## Begin DATA SUPPLIED

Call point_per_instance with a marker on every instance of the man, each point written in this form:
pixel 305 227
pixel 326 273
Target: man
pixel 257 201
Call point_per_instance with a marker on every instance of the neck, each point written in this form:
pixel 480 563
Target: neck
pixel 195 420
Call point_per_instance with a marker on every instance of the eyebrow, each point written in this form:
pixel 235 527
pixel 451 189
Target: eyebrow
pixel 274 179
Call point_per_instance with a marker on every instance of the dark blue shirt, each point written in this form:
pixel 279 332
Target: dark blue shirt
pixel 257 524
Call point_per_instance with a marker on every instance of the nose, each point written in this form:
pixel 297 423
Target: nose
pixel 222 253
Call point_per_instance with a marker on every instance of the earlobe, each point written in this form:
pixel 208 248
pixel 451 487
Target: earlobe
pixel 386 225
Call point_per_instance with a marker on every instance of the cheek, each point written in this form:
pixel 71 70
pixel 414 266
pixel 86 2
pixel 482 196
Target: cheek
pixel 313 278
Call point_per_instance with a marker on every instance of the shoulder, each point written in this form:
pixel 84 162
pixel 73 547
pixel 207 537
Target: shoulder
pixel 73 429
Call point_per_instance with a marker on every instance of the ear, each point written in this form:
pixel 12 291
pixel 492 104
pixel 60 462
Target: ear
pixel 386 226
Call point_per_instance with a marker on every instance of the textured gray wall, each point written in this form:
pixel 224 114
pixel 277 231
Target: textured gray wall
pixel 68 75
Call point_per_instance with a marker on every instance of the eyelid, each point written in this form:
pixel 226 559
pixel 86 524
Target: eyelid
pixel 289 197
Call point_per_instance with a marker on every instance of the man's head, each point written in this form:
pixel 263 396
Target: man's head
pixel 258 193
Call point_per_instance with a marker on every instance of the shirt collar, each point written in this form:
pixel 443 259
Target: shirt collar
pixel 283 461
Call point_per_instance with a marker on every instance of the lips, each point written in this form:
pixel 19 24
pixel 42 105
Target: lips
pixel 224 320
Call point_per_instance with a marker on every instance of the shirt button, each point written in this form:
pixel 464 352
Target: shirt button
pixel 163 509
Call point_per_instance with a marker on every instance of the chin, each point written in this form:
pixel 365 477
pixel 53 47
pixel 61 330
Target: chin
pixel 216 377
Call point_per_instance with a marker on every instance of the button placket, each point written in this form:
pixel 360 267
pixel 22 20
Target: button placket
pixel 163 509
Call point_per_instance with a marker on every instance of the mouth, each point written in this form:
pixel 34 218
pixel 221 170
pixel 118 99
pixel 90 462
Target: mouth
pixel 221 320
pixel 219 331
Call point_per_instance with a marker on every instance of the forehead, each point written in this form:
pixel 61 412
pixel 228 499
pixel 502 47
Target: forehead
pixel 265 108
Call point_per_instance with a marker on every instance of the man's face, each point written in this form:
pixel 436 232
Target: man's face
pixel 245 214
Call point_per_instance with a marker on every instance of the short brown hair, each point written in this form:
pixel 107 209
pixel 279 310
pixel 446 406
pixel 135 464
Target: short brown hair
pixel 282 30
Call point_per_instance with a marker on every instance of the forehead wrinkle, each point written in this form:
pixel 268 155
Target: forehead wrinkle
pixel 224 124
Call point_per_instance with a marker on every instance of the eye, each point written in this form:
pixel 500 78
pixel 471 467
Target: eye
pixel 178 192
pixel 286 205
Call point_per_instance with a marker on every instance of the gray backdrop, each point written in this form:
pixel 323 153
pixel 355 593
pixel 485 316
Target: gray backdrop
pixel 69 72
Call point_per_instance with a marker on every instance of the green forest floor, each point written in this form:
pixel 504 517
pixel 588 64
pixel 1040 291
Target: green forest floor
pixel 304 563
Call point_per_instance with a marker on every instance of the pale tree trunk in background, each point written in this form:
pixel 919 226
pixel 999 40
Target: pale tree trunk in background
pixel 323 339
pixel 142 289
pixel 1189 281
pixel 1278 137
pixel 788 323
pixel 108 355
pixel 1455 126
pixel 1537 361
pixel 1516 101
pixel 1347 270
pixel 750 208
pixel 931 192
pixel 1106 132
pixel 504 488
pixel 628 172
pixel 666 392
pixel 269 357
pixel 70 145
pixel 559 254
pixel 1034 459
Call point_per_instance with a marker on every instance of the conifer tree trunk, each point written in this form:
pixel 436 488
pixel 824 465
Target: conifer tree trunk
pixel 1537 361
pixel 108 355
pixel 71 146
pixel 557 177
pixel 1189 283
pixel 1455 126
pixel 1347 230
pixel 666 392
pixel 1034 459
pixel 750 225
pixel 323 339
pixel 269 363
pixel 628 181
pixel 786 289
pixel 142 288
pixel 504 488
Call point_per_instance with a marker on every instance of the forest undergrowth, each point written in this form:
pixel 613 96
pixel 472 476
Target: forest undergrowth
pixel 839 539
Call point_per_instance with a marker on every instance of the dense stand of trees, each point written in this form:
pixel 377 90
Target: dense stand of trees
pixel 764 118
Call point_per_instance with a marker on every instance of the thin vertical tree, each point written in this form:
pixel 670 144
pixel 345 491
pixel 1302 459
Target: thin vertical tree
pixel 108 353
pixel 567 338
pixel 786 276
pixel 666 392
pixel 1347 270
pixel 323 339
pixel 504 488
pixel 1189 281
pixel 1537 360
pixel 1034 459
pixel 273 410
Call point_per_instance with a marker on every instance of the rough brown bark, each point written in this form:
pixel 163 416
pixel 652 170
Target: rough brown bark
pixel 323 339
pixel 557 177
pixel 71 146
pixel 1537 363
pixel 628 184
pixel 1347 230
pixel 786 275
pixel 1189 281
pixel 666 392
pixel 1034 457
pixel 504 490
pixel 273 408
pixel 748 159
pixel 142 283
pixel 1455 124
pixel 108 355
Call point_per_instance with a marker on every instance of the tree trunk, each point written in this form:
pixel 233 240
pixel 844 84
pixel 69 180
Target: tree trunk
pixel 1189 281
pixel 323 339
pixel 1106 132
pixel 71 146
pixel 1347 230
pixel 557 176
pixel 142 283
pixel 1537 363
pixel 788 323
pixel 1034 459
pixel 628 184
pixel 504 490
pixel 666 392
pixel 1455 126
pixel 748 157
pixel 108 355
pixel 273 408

## End DATA SUPPLIED

Edit the rows above so that every "point_per_instance" reads "mark_each_instance", and keep everything else the same.

(WRITTEN SOLUTION):
Call mark_each_instance with a marker on every instance of the man, each point written in this form:
pixel 305 227
pixel 326 273
Target: man
pixel 257 201
Call mark_each_instance with a marker on every instance of the neck, each point written in this form:
pixel 480 563
Target: neck
pixel 195 420
Call mark_each_instance with a marker on every instance of the eyebrow, each point written in this form:
pixel 235 527
pixel 451 189
Target: eyebrow
pixel 274 179
Call mark_each_instance with a marker on every instance of the dark blue shirt, each point written in this form:
pixel 279 332
Target: dark blue shirt
pixel 257 524
Call mark_each_instance with a marker on every instance of the nose, each point written in this form:
pixel 297 423
Target: nose
pixel 222 253
Call mark_each_instance with a marker on every instance of the earlobe, each point written in this form:
pixel 208 248
pixel 451 487
Target: earlobe
pixel 386 225
Call mark_each_instance with a marker on every instance of the cheek, each point written in this form:
pixel 71 70
pixel 414 266
pixel 86 2
pixel 482 196
Target: cheek
pixel 313 278
Call mark_each_instance with a marker on every instance of the shoulder, each point written in this form:
pixel 84 162
pixel 73 547
pixel 207 537
Target: shoulder
pixel 73 429
Call mark_each_instance with a marker on every instance of the ear, each point written in this form:
pixel 12 291
pixel 492 104
pixel 60 462
Target: ear
pixel 386 226
Call mark_each_instance with a marker on every instance of the textured gray wall, each point written in this form:
pixel 224 114
pixel 277 231
Target: textured gray wall
pixel 68 75
Call mark_each_instance with a marker on every instance of the eyelid, each point written in this form:
pixel 226 559
pixel 86 524
Target: eyelid
pixel 289 197
Call mark_each_instance with a marker on every instance of the man's head, each point written in this form:
pixel 263 396
Target: man's head
pixel 258 193
Call mark_each_instance with a marker on every instance of the shirt collar, each point written in this form:
pixel 443 259
Target: shirt collar
pixel 283 461
Call mark_each_instance with a marker on every instance of the lips, each point written in this form:
pixel 19 24
pixel 42 105
Target: lips
pixel 224 320
Call mark_each_instance with a marker on every instance of the shirt button, each point written in this form:
pixel 464 352
Target: shirt button
pixel 163 509
Call mark_each_instance with a marker on every instance of the chin, each point written in this form:
pixel 365 477
pixel 53 47
pixel 61 330
Target: chin
pixel 216 377
Call mark_each_instance with a marker on every instance of the button placket, each point written in this form:
pixel 360 267
pixel 22 20
Target: button placket
pixel 163 509
Call mark_each_instance with a marker on every instance of the mouth, each point written in this form:
pixel 34 218
pixel 221 170
pixel 118 99
pixel 90 462
Target: mouth
pixel 221 320
pixel 219 331
Call mark_each_instance with a marker on every instance of the forehead, each point written in this form:
pixel 61 412
pixel 228 499
pixel 502 47
Target: forehead
pixel 265 108
Call mark_each_instance with a marker on every instance of the man's face, each point written in this form:
pixel 436 232
Target: man's face
pixel 245 214
Call mark_each_instance with a marker on every instance of the short brown hair, each point written in this form:
pixel 107 209
pixel 279 310
pixel 446 406
pixel 135 464
Target: short brown hair
pixel 282 30
Call mark_each_instance with a marker on every instance of the forehead wrinkle, each point written in this form:
pixel 268 155
Target: forehead wrinkle
pixel 224 124
Call mark_each_instance with a marker on every instance of the eye, each point written in this form:
pixel 500 78
pixel 471 467
Target: eye
pixel 178 192
pixel 286 205
Call mark_each_instance with a marker on every instance of the gray backdrop, each point written in this form:
pixel 323 153
pixel 355 593
pixel 485 316
Target: gray backdrop
pixel 69 72
Call mark_each_instance with a marker on every instance of the green forest floor, each point written in this form:
pixel 504 517
pixel 588 64
pixel 1040 291
Target: green forest floor
pixel 304 563
Call mark_each_instance with a marker on every instance of the pale tree trunk in background, each point written in this form:
pixel 919 226
pixel 999 40
Target: pale tree trunk in background
pixel 323 339
pixel 142 289
pixel 1189 281
pixel 1278 137
pixel 788 323
pixel 108 355
pixel 1455 126
pixel 1537 361
pixel 1516 101
pixel 1347 270
pixel 750 208
pixel 931 192
pixel 1106 132
pixel 504 488
pixel 628 172
pixel 666 392
pixel 269 357
pixel 70 145
pixel 559 254
pixel 1034 459
Call mark_each_instance with a marker on every instance of the conifer tree trunk, each point written in this form:
pixel 436 488
pixel 824 465
Target: conifer tree trunk
pixel 1537 361
pixel 108 355
pixel 71 146
pixel 557 177
pixel 1189 283
pixel 1455 126
pixel 1347 230
pixel 666 392
pixel 1034 459
pixel 750 225
pixel 323 339
pixel 269 363
pixel 628 181
pixel 786 289
pixel 142 288
pixel 504 488
Call mark_each_instance with a marker on every instance of the forest undergrowth, each point written in this form:
pixel 613 96
pixel 472 476
Target: forest undergrowth
pixel 839 539
Call mark_each_instance with a marker on every instance of the dense stand of trees, each point written in this form:
pixel 377 90
Target: dense stand of trees
pixel 764 118
Call mark_each_instance with a marker on every instance of the thin vertical tree, each point written in this form:
pixel 670 144
pixel 345 491
pixel 1302 459
Target: thin vertical tree
pixel 108 353
pixel 567 338
pixel 786 276
pixel 666 392
pixel 1347 270
pixel 323 339
pixel 504 488
pixel 1189 281
pixel 1537 360
pixel 1034 459
pixel 273 410
Call mark_each_instance with a marker on every instance of the rough brown bark, each point written in this form:
pixel 163 416
pixel 652 170
Target: rough brown bark
pixel 323 339
pixel 557 177
pixel 71 146
pixel 1537 363
pixel 628 184
pixel 1347 230
pixel 786 275
pixel 1189 281
pixel 666 392
pixel 1034 457
pixel 504 490
pixel 273 408
pixel 748 159
pixel 142 283
pixel 1455 124
pixel 108 355
Call mark_each_instance with a marker on every instance of the tree trunk, each point written in this form:
pixel 233 240
pixel 844 84
pixel 69 180
Target: tree trunk
pixel 1189 281
pixel 323 339
pixel 1106 132
pixel 71 146
pixel 1347 230
pixel 557 176
pixel 142 283
pixel 1537 363
pixel 788 323
pixel 1034 459
pixel 628 184
pixel 504 490
pixel 666 392
pixel 1455 126
pixel 748 157
pixel 108 355
pixel 273 408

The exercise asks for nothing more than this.